- **Supplied material**:
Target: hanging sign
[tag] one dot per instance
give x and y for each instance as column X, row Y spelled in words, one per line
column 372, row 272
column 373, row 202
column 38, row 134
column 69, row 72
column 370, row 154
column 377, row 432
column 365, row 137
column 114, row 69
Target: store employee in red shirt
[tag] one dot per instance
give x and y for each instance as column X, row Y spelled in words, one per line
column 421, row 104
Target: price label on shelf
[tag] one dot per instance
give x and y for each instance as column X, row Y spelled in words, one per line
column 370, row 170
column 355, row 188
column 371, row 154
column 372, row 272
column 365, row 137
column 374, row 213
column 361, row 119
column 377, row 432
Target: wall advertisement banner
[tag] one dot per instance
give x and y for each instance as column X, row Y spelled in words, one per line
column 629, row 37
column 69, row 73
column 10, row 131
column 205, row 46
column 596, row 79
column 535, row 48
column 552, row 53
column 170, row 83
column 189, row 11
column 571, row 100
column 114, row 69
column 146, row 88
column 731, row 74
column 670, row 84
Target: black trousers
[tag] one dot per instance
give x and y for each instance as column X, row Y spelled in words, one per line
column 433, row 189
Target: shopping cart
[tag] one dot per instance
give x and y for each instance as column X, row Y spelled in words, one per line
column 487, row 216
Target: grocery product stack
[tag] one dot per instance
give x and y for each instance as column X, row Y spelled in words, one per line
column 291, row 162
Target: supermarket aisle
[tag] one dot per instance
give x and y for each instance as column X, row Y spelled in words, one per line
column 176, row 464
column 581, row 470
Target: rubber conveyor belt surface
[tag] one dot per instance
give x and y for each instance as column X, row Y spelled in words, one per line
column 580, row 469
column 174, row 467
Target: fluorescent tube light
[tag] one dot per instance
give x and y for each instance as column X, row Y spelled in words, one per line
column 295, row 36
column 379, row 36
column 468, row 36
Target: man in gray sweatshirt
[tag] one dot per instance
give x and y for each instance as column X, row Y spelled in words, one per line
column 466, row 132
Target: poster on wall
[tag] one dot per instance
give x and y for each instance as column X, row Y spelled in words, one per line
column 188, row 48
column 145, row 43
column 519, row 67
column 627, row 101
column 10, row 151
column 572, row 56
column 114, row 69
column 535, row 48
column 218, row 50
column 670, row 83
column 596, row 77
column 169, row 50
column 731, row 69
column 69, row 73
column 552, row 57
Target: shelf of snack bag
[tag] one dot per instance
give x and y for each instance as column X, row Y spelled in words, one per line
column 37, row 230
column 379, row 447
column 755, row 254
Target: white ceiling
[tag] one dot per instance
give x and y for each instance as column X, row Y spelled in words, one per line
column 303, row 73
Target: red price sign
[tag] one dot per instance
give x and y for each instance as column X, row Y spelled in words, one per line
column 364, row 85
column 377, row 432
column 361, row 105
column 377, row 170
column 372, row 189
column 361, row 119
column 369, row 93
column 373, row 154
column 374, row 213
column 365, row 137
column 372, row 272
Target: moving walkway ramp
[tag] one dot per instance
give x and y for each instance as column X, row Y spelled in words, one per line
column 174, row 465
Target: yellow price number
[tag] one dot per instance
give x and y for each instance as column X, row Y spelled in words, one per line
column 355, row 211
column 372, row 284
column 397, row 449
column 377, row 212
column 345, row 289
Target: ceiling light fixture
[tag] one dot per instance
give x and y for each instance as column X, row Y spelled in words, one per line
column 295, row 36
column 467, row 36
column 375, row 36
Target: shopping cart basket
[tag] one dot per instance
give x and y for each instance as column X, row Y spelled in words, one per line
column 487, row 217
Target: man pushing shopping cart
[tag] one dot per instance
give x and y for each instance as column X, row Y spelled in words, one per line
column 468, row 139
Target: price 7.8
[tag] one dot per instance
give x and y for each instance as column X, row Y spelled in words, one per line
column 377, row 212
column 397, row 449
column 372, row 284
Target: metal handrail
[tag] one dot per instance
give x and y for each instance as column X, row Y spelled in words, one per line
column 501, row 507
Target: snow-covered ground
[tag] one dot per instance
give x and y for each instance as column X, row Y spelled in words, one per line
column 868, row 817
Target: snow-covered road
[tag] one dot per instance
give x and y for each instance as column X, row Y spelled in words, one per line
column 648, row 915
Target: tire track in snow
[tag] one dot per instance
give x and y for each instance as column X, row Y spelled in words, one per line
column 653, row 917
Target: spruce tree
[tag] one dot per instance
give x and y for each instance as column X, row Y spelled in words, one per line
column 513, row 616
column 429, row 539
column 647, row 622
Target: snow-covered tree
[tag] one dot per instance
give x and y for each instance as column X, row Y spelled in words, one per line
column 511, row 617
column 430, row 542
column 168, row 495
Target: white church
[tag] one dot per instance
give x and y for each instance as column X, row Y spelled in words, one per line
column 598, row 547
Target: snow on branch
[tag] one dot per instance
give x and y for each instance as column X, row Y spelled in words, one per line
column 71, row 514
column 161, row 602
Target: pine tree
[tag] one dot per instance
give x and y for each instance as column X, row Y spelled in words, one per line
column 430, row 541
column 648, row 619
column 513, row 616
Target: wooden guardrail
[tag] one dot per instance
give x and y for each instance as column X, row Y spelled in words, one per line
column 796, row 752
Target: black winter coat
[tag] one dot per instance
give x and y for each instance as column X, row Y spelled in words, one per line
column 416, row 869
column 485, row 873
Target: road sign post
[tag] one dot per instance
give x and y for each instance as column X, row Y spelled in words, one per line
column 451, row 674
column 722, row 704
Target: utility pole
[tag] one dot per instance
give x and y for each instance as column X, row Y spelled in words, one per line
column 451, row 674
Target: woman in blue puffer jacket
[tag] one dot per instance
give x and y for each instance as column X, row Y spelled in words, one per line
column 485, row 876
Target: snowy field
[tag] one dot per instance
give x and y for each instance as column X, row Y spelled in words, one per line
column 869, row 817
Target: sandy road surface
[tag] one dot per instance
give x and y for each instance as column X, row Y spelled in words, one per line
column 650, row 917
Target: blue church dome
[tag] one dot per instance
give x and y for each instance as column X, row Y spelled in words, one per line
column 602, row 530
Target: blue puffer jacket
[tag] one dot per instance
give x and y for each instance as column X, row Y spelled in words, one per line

- **Work order**: Everything in the data above must be reproduced exactly.

- **The answer**:
Target: hanging sign
[tag] one dot per instance
give x and y for each instance as column X, row Y spelled in words, one per line
column 372, row 272
column 373, row 202
column 38, row 134
column 69, row 72
column 370, row 154
column 377, row 432
column 365, row 137
column 114, row 69
Target: store employee in red shirt
[tag] one dot per instance
give x and y for each instance as column X, row Y spelled in words, one per line
column 421, row 104
Target: price label on shelf
[tag] one dot per instance
give x and y for each instance as column X, row Y spelled in words, one per line
column 370, row 170
column 355, row 188
column 371, row 154
column 372, row 272
column 365, row 137
column 374, row 213
column 361, row 119
column 377, row 432
Target: wall advertisement banner
[tag] one dot per instance
give x and y for each instance as column X, row Y spelled in words, one per line
column 629, row 37
column 69, row 73
column 10, row 131
column 205, row 46
column 596, row 79
column 535, row 48
column 552, row 53
column 170, row 83
column 189, row 11
column 571, row 100
column 114, row 69
column 146, row 88
column 731, row 74
column 670, row 84
Target: black trousers
[tag] one dot per instance
give x and y for each instance as column X, row Y spelled in words, one per line
column 433, row 189
Target: shopping cart
[tag] one dot per instance
give x and y for each instance as column X, row Y spelled in words, one per line
column 487, row 216
Target: grocery product stack
[tag] one dot per instance
give x and y for each instance as column X, row Y spelled in words, one per line
column 291, row 162
Target: supermarket aisle
[tag] one dot per instance
give x and y for each instance as column X, row Y spelled in words, one per line
column 176, row 464
column 581, row 470
Target: rubber conveyor belt surface
[tag] one dot per instance
give x and y for each instance as column X, row Y spelled in words, one per line
column 580, row 469
column 174, row 467
Target: fluorescent tube light
[tag] one dot per instance
give x and y for each instance as column X, row Y spelled in words, one per line
column 295, row 36
column 379, row 36
column 468, row 36
Target: man in gray sweatshirt
[tag] one dot per instance
give x and y for each instance as column X, row Y spelled in words, one per line
column 466, row 132
Target: poster on wall
[tag] one dot per instance
give x and y for each instance as column X, row Y spelled in words, one per line
column 188, row 48
column 145, row 43
column 519, row 67
column 627, row 101
column 10, row 151
column 572, row 56
column 114, row 69
column 535, row 48
column 218, row 50
column 670, row 83
column 596, row 77
column 169, row 50
column 731, row 69
column 69, row 73
column 552, row 57
Target: shelf of snack bag
[tag] one dot per instance
give x and y for each instance as column X, row Y spelled in words, one per line
column 37, row 230
column 379, row 447
column 755, row 254
Target: white ceiling
[tag] one dot per instance
give x and y for each instance as column X, row Y spelled in words, one per line
column 303, row 73
Target: red price sign
[tag] one dot per instance
give x and y for each instance as column X, row Y spelled in words, one per line
column 364, row 85
column 377, row 432
column 361, row 105
column 377, row 170
column 372, row 189
column 361, row 119
column 369, row 93
column 373, row 154
column 374, row 213
column 365, row 137
column 372, row 272
Target: moving walkway ramp
[tag] one dot per instance
give x and y for each instance as column X, row Y spelled in words, one per line
column 174, row 465
Target: yellow price number
[tag] one dot per instance
give x and y for each instance as column X, row Y spelled in words, one per line
column 355, row 211
column 372, row 284
column 397, row 449
column 377, row 212
column 345, row 289
Target: ceiling light fixture
[tag] one dot per instance
give x and y for each instance as column X, row Y spelled in words, one per line
column 295, row 36
column 467, row 36
column 375, row 36
Target: shopping cart basket
[tag] one dot per instance
give x and y for each instance as column X, row Y spelled in words, one per line
column 487, row 217
Target: man pushing shopping cart
[tag] one dot per instance
give x and y for each instance as column X, row Y spelled in words, one per line
column 468, row 139
Target: price 7.8
[tag] one dot per instance
give x and y for each instance as column X, row Y spelled in words, one per line
column 377, row 212
column 397, row 449
column 372, row 284
Target: metal handrail
[tag] one dot per instance
give x and y for each instance as column X, row Y spelled in words, one per line
column 501, row 507
Target: snow-covered ground
[tag] one dot per instance
give x and y for each instance as column X, row Y spelled in words, one per line
column 868, row 817
Target: snow-covered road
[tag] one dot per instance
give x and y for each instance as column X, row Y spelled in words, one per line
column 648, row 915
Target: tire track in snow
[tag] one dot per instance
give x and y for each instance as column X, row Y spelled in words, one per line
column 653, row 917
Target: spruce tree
[tag] one dot per instance
give x and y for each instance as column X, row Y spelled in words, one per line
column 513, row 616
column 429, row 539
column 647, row 622
Target: snow-covered tree
[tag] one dot per instance
give x and y for each instance as column X, row Y spelled in words, one per line
column 511, row 617
column 430, row 542
column 168, row 495
Target: white church
[tag] one dot per instance
give x and y for each instance as column X, row Y spelled in words, one per line
column 598, row 547
Target: snow on branch
[tag] one dot per instance
give x and y for each instance as column X, row Y spelled in words, one per line
column 71, row 514
column 161, row 602
Target: pine tree
[tag] one dot per instance
give x and y for each instance as column X, row Y spelled in words, one per line
column 430, row 541
column 648, row 619
column 513, row 616
Target: wooden guardrail
[tag] one dot per instance
give x and y for each instance as column X, row Y spelled in words, one per line
column 796, row 752
Target: black winter coat
[tag] one dot per instance
give x and y for each instance as column X, row Y spelled in words, one per line
column 416, row 869
column 485, row 873
Target: road sign post
[tag] one dot per instance
give x and y for each instance as column X, row Y spelled in words, one per line
column 451, row 674
column 722, row 704
Target: utility pole
[tag] one dot per instance
give x and y for each instance as column X, row Y spelled in words, one per line
column 451, row 674
Target: woman in blue puffer jacket
[tag] one dot per instance
give x and y for each instance as column X, row Y spelled in words, one per line
column 485, row 876
Target: snowy field
[tag] one dot per instance
give x and y for each instance as column X, row Y spelled in words, one per line
column 869, row 817
Target: sandy road surface
[tag] one dot per instance
give x and y for each instance as column X, row Y spelled in words, one per line
column 650, row 917
Target: blue church dome
[tag] one dot per instance
give x and y for each instance as column X, row Y spelled in words, one per line
column 602, row 530
Target: blue puffer jacket
[tag] one dot per instance
give x and y for each instance as column X, row Y spelled in words, one per line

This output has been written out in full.